• _PROBLEM TO WORK ON_:
In the data that follows, find the line containing "Can you see the blue sky"; then quote that line and every line after it, exactly, through the last one.

[Dataset entries]
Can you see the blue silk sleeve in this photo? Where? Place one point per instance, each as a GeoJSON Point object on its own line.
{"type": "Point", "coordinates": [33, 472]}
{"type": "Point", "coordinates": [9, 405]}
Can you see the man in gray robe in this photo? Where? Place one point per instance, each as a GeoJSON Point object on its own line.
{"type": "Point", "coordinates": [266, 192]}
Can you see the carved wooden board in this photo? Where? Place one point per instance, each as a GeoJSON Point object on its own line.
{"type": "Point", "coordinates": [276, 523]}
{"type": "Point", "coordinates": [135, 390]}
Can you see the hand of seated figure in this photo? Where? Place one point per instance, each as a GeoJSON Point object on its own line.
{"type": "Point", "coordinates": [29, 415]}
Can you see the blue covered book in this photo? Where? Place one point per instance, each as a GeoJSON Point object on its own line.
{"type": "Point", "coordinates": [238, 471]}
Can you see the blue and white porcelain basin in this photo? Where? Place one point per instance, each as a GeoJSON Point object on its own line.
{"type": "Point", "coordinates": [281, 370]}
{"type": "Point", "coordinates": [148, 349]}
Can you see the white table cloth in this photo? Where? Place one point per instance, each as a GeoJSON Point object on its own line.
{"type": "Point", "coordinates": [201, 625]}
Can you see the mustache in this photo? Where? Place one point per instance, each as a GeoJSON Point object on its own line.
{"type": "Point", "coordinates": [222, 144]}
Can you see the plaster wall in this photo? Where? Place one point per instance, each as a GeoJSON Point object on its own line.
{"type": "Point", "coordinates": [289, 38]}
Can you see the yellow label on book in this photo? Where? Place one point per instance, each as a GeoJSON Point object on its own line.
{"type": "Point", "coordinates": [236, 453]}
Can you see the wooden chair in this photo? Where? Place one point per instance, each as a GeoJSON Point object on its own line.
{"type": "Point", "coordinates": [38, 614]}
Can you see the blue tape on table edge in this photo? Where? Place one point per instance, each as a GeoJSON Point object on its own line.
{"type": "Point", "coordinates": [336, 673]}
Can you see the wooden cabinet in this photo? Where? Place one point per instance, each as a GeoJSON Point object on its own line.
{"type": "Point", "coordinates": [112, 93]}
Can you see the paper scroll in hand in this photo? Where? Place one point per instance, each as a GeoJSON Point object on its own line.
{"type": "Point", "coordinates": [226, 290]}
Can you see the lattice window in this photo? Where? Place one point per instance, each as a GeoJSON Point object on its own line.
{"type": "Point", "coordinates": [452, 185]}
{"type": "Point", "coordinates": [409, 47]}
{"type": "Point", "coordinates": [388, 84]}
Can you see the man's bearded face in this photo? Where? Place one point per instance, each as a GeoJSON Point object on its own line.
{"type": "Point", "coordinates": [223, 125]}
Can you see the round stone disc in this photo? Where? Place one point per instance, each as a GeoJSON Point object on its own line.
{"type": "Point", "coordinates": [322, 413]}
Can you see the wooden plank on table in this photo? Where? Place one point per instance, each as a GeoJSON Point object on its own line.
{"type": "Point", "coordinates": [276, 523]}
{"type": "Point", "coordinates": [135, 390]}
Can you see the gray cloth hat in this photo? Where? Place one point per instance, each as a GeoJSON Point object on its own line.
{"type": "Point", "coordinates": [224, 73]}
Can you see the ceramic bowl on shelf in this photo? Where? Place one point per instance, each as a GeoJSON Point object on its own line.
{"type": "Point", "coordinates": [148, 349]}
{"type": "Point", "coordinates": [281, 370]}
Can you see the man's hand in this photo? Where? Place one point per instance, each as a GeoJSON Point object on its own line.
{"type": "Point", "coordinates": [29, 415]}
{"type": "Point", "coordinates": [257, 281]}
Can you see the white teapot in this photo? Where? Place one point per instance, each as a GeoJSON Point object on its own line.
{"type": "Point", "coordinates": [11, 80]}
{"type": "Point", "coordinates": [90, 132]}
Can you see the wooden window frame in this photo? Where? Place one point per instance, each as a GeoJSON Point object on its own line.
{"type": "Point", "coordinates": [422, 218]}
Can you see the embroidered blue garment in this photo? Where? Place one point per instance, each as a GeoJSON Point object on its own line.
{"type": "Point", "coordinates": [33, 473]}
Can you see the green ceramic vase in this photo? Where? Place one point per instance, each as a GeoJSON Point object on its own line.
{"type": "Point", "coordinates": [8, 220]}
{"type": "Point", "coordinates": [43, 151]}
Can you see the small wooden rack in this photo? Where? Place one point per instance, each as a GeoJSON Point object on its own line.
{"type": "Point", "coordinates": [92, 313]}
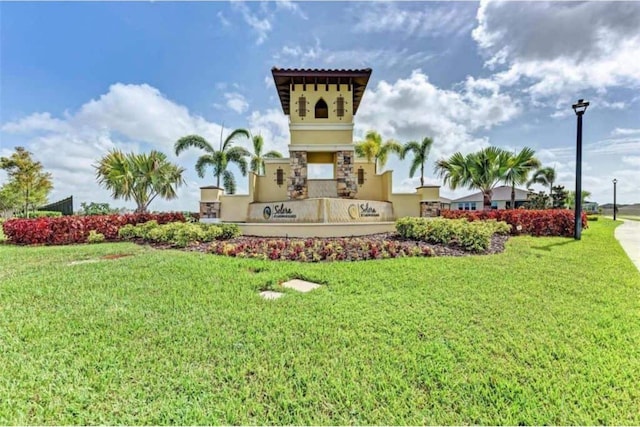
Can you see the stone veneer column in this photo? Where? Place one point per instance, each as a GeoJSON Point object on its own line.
{"type": "Point", "coordinates": [209, 209]}
{"type": "Point", "coordinates": [347, 184]}
{"type": "Point", "coordinates": [298, 180]}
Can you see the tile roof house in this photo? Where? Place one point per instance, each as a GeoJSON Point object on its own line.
{"type": "Point", "coordinates": [501, 199]}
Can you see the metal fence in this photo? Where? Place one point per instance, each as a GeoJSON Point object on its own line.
{"type": "Point", "coordinates": [65, 206]}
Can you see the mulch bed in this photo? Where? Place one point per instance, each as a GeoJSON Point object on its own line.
{"type": "Point", "coordinates": [497, 243]}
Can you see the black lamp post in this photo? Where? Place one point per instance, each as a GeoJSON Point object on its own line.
{"type": "Point", "coordinates": [579, 108]}
{"type": "Point", "coordinates": [615, 208]}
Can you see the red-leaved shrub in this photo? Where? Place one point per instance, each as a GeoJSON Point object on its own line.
{"type": "Point", "coordinates": [547, 222]}
{"type": "Point", "coordinates": [75, 229]}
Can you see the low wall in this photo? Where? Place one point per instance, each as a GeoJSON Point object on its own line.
{"type": "Point", "coordinates": [320, 210]}
{"type": "Point", "coordinates": [315, 230]}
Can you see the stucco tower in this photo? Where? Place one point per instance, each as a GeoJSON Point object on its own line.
{"type": "Point", "coordinates": [321, 105]}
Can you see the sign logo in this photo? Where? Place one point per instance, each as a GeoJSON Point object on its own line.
{"type": "Point", "coordinates": [353, 211]}
{"type": "Point", "coordinates": [277, 211]}
{"type": "Point", "coordinates": [266, 213]}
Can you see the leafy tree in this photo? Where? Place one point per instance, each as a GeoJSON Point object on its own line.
{"type": "Point", "coordinates": [28, 183]}
{"type": "Point", "coordinates": [9, 199]}
{"type": "Point", "coordinates": [420, 152]}
{"type": "Point", "coordinates": [482, 171]}
{"type": "Point", "coordinates": [558, 197]}
{"type": "Point", "coordinates": [139, 177]}
{"type": "Point", "coordinates": [375, 150]}
{"type": "Point", "coordinates": [257, 158]}
{"type": "Point", "coordinates": [538, 200]}
{"type": "Point", "coordinates": [544, 176]}
{"type": "Point", "coordinates": [518, 167]}
{"type": "Point", "coordinates": [571, 198]}
{"type": "Point", "coordinates": [218, 159]}
{"type": "Point", "coordinates": [94, 208]}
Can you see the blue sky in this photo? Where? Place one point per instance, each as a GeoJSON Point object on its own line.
{"type": "Point", "coordinates": [77, 79]}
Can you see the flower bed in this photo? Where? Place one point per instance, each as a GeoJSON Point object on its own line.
{"type": "Point", "coordinates": [320, 249]}
{"type": "Point", "coordinates": [548, 222]}
{"type": "Point", "coordinates": [470, 236]}
{"type": "Point", "coordinates": [75, 228]}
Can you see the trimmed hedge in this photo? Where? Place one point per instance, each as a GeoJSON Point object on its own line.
{"type": "Point", "coordinates": [470, 236]}
{"type": "Point", "coordinates": [178, 233]}
{"type": "Point", "coordinates": [547, 222]}
{"type": "Point", "coordinates": [75, 229]}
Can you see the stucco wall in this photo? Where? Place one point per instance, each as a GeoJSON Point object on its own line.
{"type": "Point", "coordinates": [234, 207]}
{"type": "Point", "coordinates": [319, 137]}
{"type": "Point", "coordinates": [405, 205]}
{"type": "Point", "coordinates": [313, 93]}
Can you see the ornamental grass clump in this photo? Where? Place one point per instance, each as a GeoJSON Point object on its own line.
{"type": "Point", "coordinates": [470, 236]}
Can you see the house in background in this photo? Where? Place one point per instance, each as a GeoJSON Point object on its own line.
{"type": "Point", "coordinates": [590, 207]}
{"type": "Point", "coordinates": [501, 199]}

• _RESULT FOR THIS EXERCISE_:
Can you see the blue sky in this photo? Where? Place one point per instance, each as a GeoJSON Point object on its own line.
{"type": "Point", "coordinates": [77, 79]}
Can you see the flower bed in this photo? Where? Place one point per instance, each as a GeoJSON Point object on its own line.
{"type": "Point", "coordinates": [320, 249]}
{"type": "Point", "coordinates": [548, 222]}
{"type": "Point", "coordinates": [470, 236]}
{"type": "Point", "coordinates": [75, 228]}
Can you see the trimmed hedge in this photo? Where? Place one point per instance, each as a GeoJSON Point object on its own line.
{"type": "Point", "coordinates": [470, 236]}
{"type": "Point", "coordinates": [178, 233]}
{"type": "Point", "coordinates": [547, 222]}
{"type": "Point", "coordinates": [75, 229]}
Can you see the stucco wall in this photo? Where? Place one point per instance, each as a GeoJSON Point object on its own line.
{"type": "Point", "coordinates": [234, 207]}
{"type": "Point", "coordinates": [319, 137]}
{"type": "Point", "coordinates": [405, 205]}
{"type": "Point", "coordinates": [313, 93]}
Can you see the ornamental grass clump in this photo? Where? Place one point per instance, each as a GeoJSON Point object on its own line.
{"type": "Point", "coordinates": [470, 236]}
Can you see the house in background in this photo? Where? Place one point per instance, each as a GeoJSON Point object on its own line.
{"type": "Point", "coordinates": [590, 207]}
{"type": "Point", "coordinates": [501, 199]}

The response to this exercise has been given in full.